Extrait>
Equateur
de Antonin Varenne

critiqué par Ellane92, le 10 mars 2017
(Boulogne-Billancourt - 48 ans)


La note:  étoiles
Voyage au bout du monde
Pete Ferguson est un homme secret et taciturne, qui a déserté l'armée, et est recherché pour meurtre, incendie volontaire... Sous le nom de Billy Webb, il vient d'être embauché, presque par hasard, dans une troupe de chasseurs de bisons. Le soir, après la chasse et l'équarrissage, il écrit des lettres, qu'il n'envoie jamais. Mais la violence ne laisse pas passer ce type d'homme, et il est bientôt obligé de reprendre la route, croisant une bande de comancheros, fuyant au Mexique.

Énoncé du problème> Renvoyez tel quel, s'il vous plaît, le passage de l'extrait qui va de « critiqué par Ellane92, le » jusqu'à « fuyant au Mexique. ».

Bloc de données>
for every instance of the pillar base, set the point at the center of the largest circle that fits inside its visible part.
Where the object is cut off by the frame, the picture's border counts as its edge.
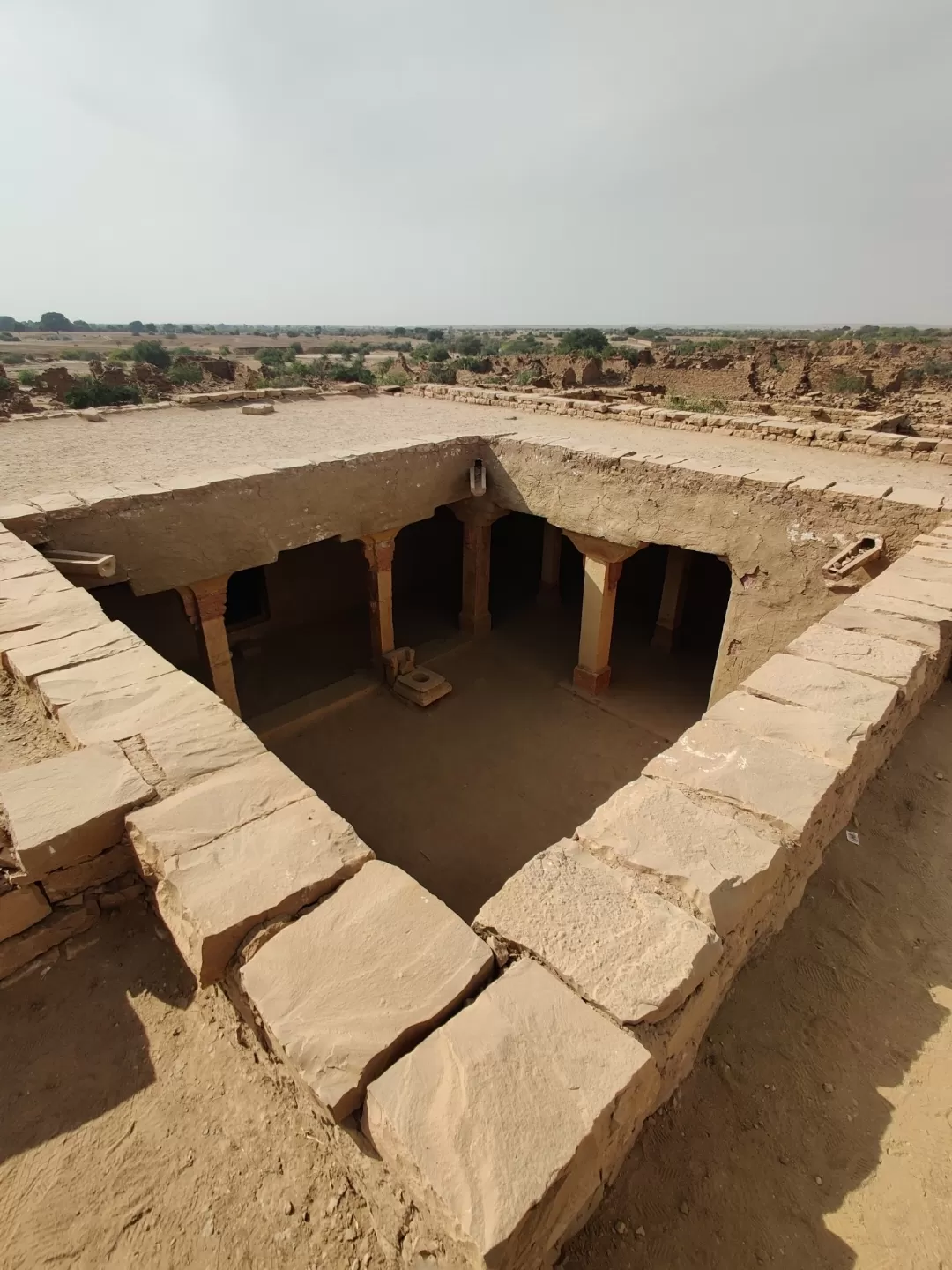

Réponse attendue>
critiqué par Ellane92, le 10 mars 2017
(Boulogne-Billancourt - 48 ans)


La note:  étoiles
Voyage au bout du monde
Pete Ferguson est un homme secret et taciturne, qui a déserté l'armée, et est recherché pour meurtre, incendie volontaire... Sous le nom de Billy Webb, il vient d'être embauché, presque par hasard, dans une troupe de chasseurs de bisons. Le soir, après la chasse et l'équarrissage, il écrit des lettres, qu'il n'envoie jamais. Mais la violence ne laisse pas passer ce type d'homme, et il est bientôt obligé de reprendre la route, croisant une bande de comancheros, fuyant au Mexique.